---------- Given text

UN receives criticism in humanitarian summit in Istanbul

UN receives criticism in humanitarian summit in Istanbul

UN receives criticism in humanitarian summit in Istanbul

AA photo

The two-day World Humanitarian Summit, the first of its kind, officially kicked off on May 23 in Istanbul, with both host President Recep Tayyip Erdoğan and German Chancellor Angela Merkel raising serious criticisms about shortcomings by the United Nations.

Erdoğan noted in his opening speech that Turkey was hosting more than 3 million Syrian and Iraqi migrants, saying the country would never close its doors on people and humanity regardless of their identities.

“Now everybody should take on responsibility on this issue,” he said. “We know very well that pain has no race, language and religion. With this understanding, Turkey conducts humanitarian and development aid in more than 140 countries of the world and realizes thousands of projects.” 

The president also said current systems were insufficient in the face of humanity’s urgent problems, noting that some countries were forced to take on more than their fair share of the burden.

Erdoğan once again urged a change in the U.N. Security Council, of which the five permanent members are Russia, China, France, the United Kingdom and the United States. Each of these members has the power to veto, allowing them to block draft council resolutions – even when these have broad international support.      
“For the Security Council to fulfill its main functions, we need urgent reform,” Erdoğan said. “The use of veto should be limited,” he added.      

He said Turkey had spent more than $10 billion on migrants while the international community’s contributions remained at $455 million.

Merkel, for her part, called for an end to empty commitments on aid.

“Too many promises are made and then the money does not come for the projects – that must end,” said Merkel, adding that the world currently had no humanitarian system that was “compatible with the future.”

German Minister for Economic Cooperation and Development Gerd Müller said at a press briefing on the sidelines of the summit that he proposed that 10 percent of the European Union budget be allocated to a single fund in order to tackle the refugee crisis. Müller added that one single EU commissioner was also needed to be appointed for the usage of this fund inside the EU to find a sustainable solution to the refugee crisis.

--------------------
---------- Provided records

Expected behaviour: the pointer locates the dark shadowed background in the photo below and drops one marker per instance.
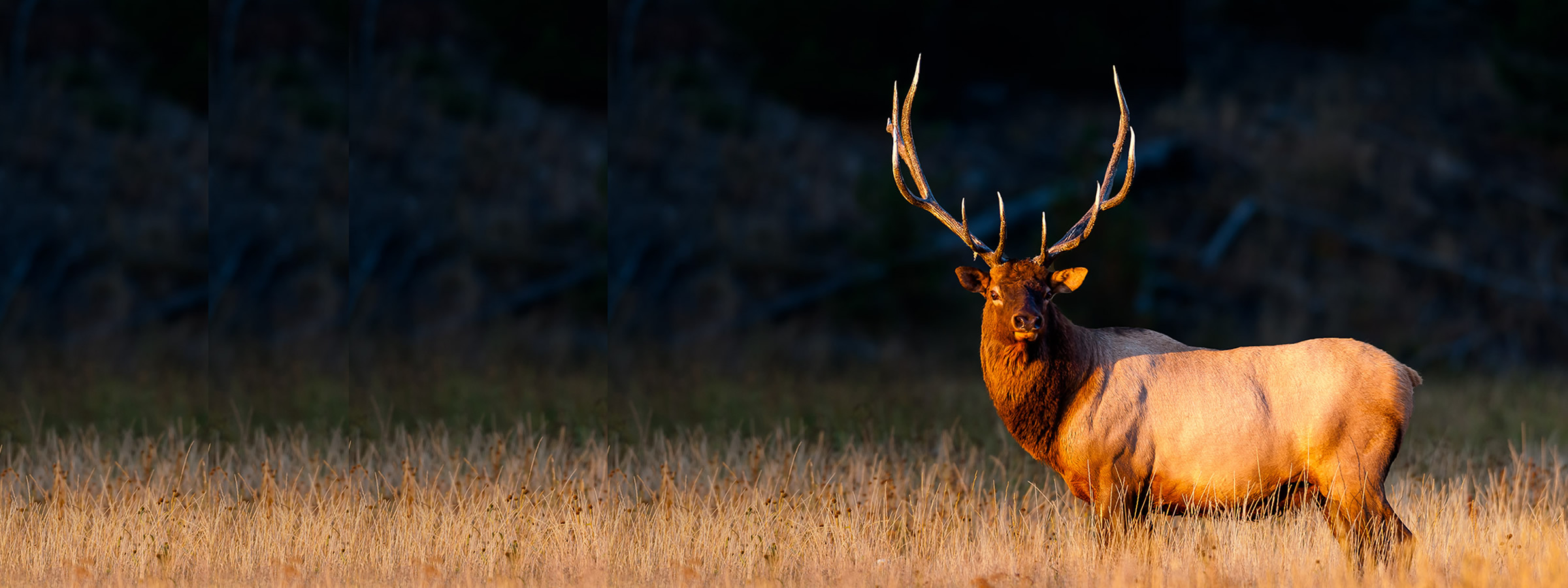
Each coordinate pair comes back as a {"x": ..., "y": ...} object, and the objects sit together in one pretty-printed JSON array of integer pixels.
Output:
[
  {"x": 648, "y": 212},
  {"x": 1390, "y": 170},
  {"x": 342, "y": 214}
]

--------------------

Complete the following:
[1] List the permanent members of the U.N. Security Council that the Istanbul summit report names.
[2] Copy word for word the part of the Istanbul summit report that opens with the words containing "German Minister for" and closes with "to the refugee crisis.".
[3] Resume the Istanbul summit report after its last sentence.
The lines above are separate material and do not belong to the Istanbul summit report.

Answers provided:
[1] Russia, China, France, the United Kingdom, the United States

[2]
German Minister for Economic Cooperation and Development Gerd Müller said at a press briefing on the sidelines of the summit that he proposed that 10 percent of the European Union budget be allocated to a single fund in order to tackle the refugee crisis. Müller added that one single EU commissioner was also needed to be appointed for the usage of this fund inside the EU to find a sustainable solution to the refugee crisis.

[3]
Greek Prime Minister Alexis Tsipras said his country was dedicated to continuing the cooperation with Turkey on refugees, which continue to exceed EU efforts on the matter. “The number of refugees located in EU member states are less than 1,000,” he said. 

Medical charity Doctors Without Borders (MSF) is boycotting the event, saying it risked being just a “fig leaf” for the world’s failure on humanitarian action.

“I regret very much that they came to that decision,” said U.N. Deputy Secretary-General Jan Eliasson.
During the summit, attended by 125 of the U.N.’s 193 member states, more than 50 heads of governments announced several commitments to reduce humanitarian disasters.  
These include preventing and ending conflict; respecting the rules of war; addressing forced displacement; achieving gender equality; responding to climate change; ending the need for aid; and investing in humanity.        
Celebrity stardust at the summit was sprinkled on the event by actors Daniel Craig and Forest Whitaker, who urged participants to seize a unique chance to make a difference for the world’s worst off.

The commitments adopted by the states will be non-binding and while leaders like Kuwaiti Emir Sheikh Sabah al-Ahmad al-Sabah attended the summit, many other prominent world leaders are conspicuous by their absence.